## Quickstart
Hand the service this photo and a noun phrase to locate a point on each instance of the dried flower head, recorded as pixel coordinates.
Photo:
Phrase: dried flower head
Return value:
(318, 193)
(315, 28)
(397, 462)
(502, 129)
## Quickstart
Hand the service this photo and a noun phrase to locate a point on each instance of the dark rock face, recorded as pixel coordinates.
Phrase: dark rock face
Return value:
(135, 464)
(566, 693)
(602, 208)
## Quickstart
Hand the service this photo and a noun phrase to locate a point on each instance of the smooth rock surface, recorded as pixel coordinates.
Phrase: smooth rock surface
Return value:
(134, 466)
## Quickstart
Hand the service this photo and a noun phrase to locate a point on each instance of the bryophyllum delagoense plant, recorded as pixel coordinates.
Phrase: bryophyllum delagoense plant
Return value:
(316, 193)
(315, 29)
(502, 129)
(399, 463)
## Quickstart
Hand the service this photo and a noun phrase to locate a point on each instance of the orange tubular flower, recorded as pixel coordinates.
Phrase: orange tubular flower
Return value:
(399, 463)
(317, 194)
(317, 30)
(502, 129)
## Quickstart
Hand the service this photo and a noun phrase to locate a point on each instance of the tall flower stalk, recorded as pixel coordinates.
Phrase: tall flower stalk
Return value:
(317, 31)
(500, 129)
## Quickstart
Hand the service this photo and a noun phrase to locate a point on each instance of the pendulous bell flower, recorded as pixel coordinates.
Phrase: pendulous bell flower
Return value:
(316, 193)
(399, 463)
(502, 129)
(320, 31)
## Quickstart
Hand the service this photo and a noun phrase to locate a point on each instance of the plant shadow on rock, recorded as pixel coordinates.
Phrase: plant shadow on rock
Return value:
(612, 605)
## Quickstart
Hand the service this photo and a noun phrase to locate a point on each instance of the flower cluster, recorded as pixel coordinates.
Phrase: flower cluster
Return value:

------------------------------------

§ **Stated problem**
Extract every line of the material above that contains the string "tubular".

§ **Task response**
Hand the service this photo and a noun phrase to locate a point on each instance of the orange tubular flower, recorded as pixel coordinates.
Phrase: orange tubular flower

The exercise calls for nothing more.